__SHORT EXERCISE 1__: Extract each line of the records below that contains the string "tree".

__SUPPLIED TEXT__:
More indicator data with Matplotlib

In this Matplotlib tutorial, we cover adding a couple simple functions to calculate data for us to fill our axis with. One is a simple moving average, the other is a simple high minus low calculation for prices.

These new functions are:

def moving_average(values, window):
    weights = np.repeat(1.0, window)/window
    smas = np.convolve(values, weights, 'valid')
    return smas

def high_minus_low(highs, lows):
    return highs-lows

You do not need to be too focused on understanding how the moving average works, we're just doing this for some sample data so we can learn a bit more about customizing Matplotlib.

We also want to define some values for moving averages at the top of our script:

MA1 = 10
MA2 = 30

Next, within our graph_data function:

    ma1 = moving_average(closep,MA1)
    ma2 = moving_average(closep,MA2)
    start = len(date[MA2-1:])

    h_l = list(map(high_minus_low, highp, lowp))

Here, we calculate two moving averages and the high minus the low.

We also define a "start" point. We do this because we want our data to line up. A 20 moving average requires 20 data points, for example. This means we cannot really calculate a 20 day moving average on day #5. Because of this, we will have to lose some data when we calculate moving averages. To handle for this subtraction of data, we calculate how much data we should have with the start variable. From here, we can safely plot the moving averages with [-start:], and line up data by doing this to all of the plots if we want to.

Next, we can plot the high minus low on ax1 with:

    ax1.plot_date(date,h_l,'-')

Finally we can add the moving averages to ax3 with:

    ax3.plot(date[-start:], ma1[-start:])
    ax3.plot(date[-start:], ma2[-start:])

Our full code, including increasing the time range that we've been using:

import matplotlib.pyplot as plt
import matplotlib.dates as mdates
import matplotlib.ticker as mticker
from matplotlib.finance import candlestick_ohlc
from matplotlib import style

import numpy as np
import urllib
import datetime as dt

style.use('fivethirtyeight')
print(plt.style.available)

print(plt.__file__)

MA1 = 10
MA2 = 30

def moving_average(values, window):
    weights = np.repeat(1.0, window)/window
    smas = np.convolve(values, weights, 'valid')
    return smas

def high_minus_low(highs, lows):
    return highs-lows


def bytespdate2num(fmt, encoding='utf-8'):
    strconverter = mdates.strpdate2num(fmt)
    def bytesconverter(b):
        s = b.decode(encoding)
        return strconverter(s)
    return bytesconverter
    

def graph_data(stock):

    fig = plt.figure()
    ax1 = plt.subplot2grid((6,1), (0,0), rowspan=1, colspan=1)
    plt.title(stock)
    ax2 = plt.subplot2grid((6,1), (1,0), rowspan=4, colspan=1)
    plt.xlabel('Date')
    plt.ylabel('Price')
    ax3 = plt.subplot2grid((6,1), (5,0), rowspan=1, colspan=1)
    
    
    stock_price_url = 'http://chartapi.finance.yahoo.com/instrument/1.0/'+stock+'/chartdata;type=quote;range=1y/csv'
    source_code = urllib.request.urlopen(stock_price_url).read().decode()

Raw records
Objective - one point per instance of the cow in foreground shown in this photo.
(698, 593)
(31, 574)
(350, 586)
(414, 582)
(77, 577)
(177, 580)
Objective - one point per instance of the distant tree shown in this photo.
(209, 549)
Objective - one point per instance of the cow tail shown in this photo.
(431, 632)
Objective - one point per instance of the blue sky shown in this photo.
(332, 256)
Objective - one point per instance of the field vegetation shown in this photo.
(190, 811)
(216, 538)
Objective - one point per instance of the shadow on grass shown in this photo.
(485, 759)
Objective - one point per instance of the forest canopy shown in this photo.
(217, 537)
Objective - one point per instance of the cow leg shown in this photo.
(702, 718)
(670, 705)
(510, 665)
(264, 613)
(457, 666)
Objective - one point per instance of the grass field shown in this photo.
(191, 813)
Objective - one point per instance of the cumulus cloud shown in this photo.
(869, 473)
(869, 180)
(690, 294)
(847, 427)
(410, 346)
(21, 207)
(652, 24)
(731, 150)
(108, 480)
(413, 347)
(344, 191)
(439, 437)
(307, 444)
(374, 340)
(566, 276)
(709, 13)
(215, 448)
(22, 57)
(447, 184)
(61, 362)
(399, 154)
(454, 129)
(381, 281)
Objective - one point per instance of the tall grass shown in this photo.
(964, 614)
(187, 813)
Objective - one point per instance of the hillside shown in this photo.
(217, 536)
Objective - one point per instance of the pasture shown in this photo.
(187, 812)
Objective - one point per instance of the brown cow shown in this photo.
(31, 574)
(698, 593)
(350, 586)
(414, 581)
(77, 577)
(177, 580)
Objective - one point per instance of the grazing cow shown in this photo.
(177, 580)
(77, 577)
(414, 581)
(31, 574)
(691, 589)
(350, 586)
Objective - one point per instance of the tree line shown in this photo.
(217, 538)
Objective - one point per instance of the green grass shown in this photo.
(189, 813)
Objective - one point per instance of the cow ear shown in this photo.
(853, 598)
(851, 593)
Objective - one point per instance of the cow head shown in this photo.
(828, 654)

__SHORT EXERCISE 2__:
Using the Matplotlib tutorial above, answer these questions:
(a) What values does the script assign to MA1 and MA2?
(b) On which axis is the high minus low plotted?
(c) Which style name does the full code pass to style.use?

__ANSWER 1__:
Objective - one point per instance of the distant tree shown in this photo.
Objective - one point per instance of the tree line shown in this photo.

__ANSWER 2__:
(a) MA1 is 10 and MA2 is 30.
(b) ax1
(c) 'fivethirtyeight'